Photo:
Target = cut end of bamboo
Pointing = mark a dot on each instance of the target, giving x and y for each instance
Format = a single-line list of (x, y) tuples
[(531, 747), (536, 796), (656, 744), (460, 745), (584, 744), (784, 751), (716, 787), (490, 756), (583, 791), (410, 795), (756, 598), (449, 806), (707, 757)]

=======

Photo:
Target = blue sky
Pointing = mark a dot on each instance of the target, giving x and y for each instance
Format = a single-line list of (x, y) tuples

=======

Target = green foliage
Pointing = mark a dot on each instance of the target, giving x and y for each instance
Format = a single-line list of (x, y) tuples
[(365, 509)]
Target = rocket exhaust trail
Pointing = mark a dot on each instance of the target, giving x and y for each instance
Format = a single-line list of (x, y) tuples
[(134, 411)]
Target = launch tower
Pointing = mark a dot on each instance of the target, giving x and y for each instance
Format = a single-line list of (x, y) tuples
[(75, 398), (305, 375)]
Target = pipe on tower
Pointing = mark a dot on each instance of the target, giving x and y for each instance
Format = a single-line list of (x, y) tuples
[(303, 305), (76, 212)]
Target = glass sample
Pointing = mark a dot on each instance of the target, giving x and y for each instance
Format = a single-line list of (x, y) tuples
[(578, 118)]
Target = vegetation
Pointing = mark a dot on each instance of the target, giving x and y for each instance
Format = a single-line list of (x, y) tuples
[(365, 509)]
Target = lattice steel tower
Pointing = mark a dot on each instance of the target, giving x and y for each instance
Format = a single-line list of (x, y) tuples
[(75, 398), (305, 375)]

=======

Rewrite the data from the line with "Target = pipe on tower" to the line with "[(578, 118)]", swapping "mark a dot" for "place a point" and keeping everything else the same.

Target = pipe on tower
Pointing = place a point on each instance of the target, giving x and y for each instance
Format = a single-line list of (x, y) tuples
[(303, 305), (76, 212)]
Target = glass sample
Pointing = place a point on each instance of the target, giving x and y for each instance
Format = a single-line list of (x, y) tuples
[(578, 118)]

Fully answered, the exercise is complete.